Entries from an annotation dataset
++++++++++

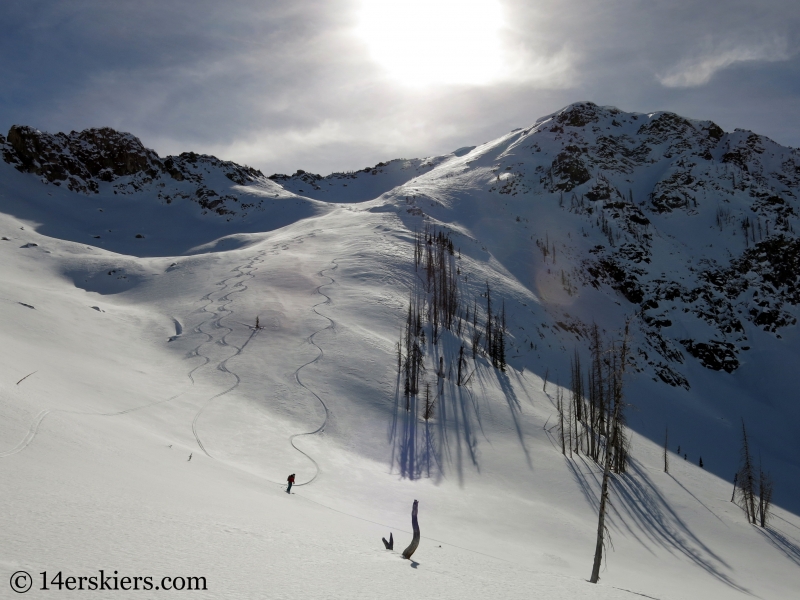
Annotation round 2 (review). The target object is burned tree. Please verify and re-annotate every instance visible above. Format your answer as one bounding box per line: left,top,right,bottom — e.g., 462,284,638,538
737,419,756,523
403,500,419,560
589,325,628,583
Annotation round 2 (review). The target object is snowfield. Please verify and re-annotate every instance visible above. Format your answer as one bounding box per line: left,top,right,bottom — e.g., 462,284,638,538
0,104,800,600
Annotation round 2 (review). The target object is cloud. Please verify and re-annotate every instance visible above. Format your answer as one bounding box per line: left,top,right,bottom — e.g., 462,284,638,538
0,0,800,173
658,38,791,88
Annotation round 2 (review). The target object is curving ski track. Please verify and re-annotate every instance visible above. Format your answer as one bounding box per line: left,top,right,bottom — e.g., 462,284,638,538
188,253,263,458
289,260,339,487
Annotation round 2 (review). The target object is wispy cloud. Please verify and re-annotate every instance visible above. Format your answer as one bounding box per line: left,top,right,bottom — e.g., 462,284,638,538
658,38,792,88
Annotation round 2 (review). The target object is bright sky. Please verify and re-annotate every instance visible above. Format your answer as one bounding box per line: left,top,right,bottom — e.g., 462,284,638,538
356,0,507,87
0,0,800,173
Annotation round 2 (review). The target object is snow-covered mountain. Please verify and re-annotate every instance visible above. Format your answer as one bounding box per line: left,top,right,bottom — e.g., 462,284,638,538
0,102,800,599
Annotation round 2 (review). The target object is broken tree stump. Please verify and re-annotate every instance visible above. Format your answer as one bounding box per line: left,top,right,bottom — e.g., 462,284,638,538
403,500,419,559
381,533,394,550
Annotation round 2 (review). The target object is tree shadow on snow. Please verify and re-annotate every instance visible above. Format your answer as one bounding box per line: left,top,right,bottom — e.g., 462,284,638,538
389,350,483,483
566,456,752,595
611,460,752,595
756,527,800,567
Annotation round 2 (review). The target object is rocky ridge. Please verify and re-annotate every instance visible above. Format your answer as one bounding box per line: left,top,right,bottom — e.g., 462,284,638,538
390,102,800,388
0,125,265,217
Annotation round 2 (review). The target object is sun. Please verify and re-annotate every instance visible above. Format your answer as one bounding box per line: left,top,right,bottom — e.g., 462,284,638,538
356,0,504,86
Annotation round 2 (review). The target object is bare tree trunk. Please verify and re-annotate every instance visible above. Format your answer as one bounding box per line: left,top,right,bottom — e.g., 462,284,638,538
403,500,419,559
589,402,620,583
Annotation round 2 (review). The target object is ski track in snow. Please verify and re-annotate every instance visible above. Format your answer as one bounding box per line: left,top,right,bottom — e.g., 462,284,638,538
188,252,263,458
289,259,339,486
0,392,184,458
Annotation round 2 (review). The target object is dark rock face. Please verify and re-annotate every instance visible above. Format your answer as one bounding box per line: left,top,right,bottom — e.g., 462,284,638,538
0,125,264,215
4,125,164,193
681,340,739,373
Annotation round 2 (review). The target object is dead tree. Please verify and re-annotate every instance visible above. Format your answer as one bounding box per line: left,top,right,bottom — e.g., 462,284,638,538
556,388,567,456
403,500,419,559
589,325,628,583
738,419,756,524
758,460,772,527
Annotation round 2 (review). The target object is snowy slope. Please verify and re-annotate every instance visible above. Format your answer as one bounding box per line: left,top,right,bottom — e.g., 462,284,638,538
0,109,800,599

++++++++++

> **Description of the task**:
Reproduce every row above word for word, omitting the pictures.

> **Result below**:
Annotation round 2 (review). The target object is burned tree. Please verify and re-annotate every instance visible above. Format your answer as one bounding box per line: left,top,right,bottom — e.g., 462,284,638,538
737,419,756,523
403,500,419,560
589,325,628,583
Annotation round 2 (review). The target object is snowfield. Please verify and re-annotate every instance visible above. Format your answer as one bounding box per line: left,top,right,bottom — e.g., 462,284,638,538
0,104,800,600
Annotation round 2 (review). The target object is cloud. Please verify and re-annotate every instance visible above. Format your answer as one bounding box per line: left,top,right,bottom — e.g., 462,284,638,538
0,0,800,173
658,38,791,88
Annotation round 2 (review). The target object is curving ski track. Please verify and re-annotate every instance visible above. Format your answer as one bounding box per line: left,top,right,bottom — e.g., 462,284,638,538
188,253,263,458
289,260,339,487
Annotation round 2 (review). The target object is wispy cloud. Please verify and re-annotate every instance visible above. Format your answer as one bounding box per line: left,top,right,bottom — e.g., 462,284,638,538
658,38,792,88
Annotation round 2 (review). The target object is bright sky. Please verify and re-annotate every instance visible above. Format your answer as one bounding box per line: left,top,right,bottom — e.g., 462,284,638,538
356,0,507,87
0,0,800,173
Annotation round 2 (review). The target object is snow-covered mountain. Please verify and re-annotate every instance visible above. Format your answer as one bounding box per line: left,top,right,bottom — e.g., 462,284,638,538
0,102,800,599
Annotation round 2 (review). The target object is broken tree stump. Please verify and re-annotate every instance visible above. Format your answer as one bounding box per line: left,top,right,bottom — e.g., 462,284,638,538
403,500,419,559
381,533,394,550
Annotation round 2 (review). The target object is tree shadow on snow. Please verify and re-annotate every instance visible above. Format your answer as one bounding box per line: left,top,right,bottom — e.g., 462,284,638,538
389,350,483,483
566,456,752,595
611,460,752,595
756,527,800,567
Annotation round 2 (review). The target object is rocky ridge. Please verify and re-annotate every instance visible above. Format your answer as one bounding box per line: left,top,right,bottom — e.g., 462,284,638,538
390,102,800,388
0,125,265,217
Annotation round 2 (review). The target object is sun. Please verify and re-annotate every instance visible above. Format your answer as one bounding box per line: left,top,right,bottom — e.g., 462,284,638,538
356,0,504,86
Annotation round 2 (review). The target object is bare tree trunk. Please verify and re-annotate every instance visible above. Format your answer as one bounding box per line: left,top,right,bottom — e.g., 462,284,638,538
403,500,419,559
589,402,620,583
Annotation round 2 (review). The target object is ski track in snow. Please verify and re-annotate every instance visible above. Format your answer as one bounding box per line: left,top,right,bottom — e.g., 462,284,638,538
188,252,263,458
289,259,339,486
0,392,184,458
Annotation round 2 (review). The target object is dark rock face. Please verify and re-annotate every instance visible above. Format your answer as one bounding box per line: left,top,right,bottom — e.g., 462,284,638,538
0,125,264,215
4,125,164,193
681,340,739,373
Annotation round 2 (review). The target object is dead tree. Please verify and re-annotate every instance visible above. Format your answer as one bounding box per line: left,top,right,bottom — e.g., 462,284,638,538
556,388,567,456
403,500,419,559
589,325,628,583
738,419,756,524
758,460,772,527
Annotation round 2 (review). The target object is snowy slope. Please verify and re-annotate every instance visible above. Format your answer as one bounding box per line: left,top,right,bottom — e.g., 462,284,638,538
0,109,800,599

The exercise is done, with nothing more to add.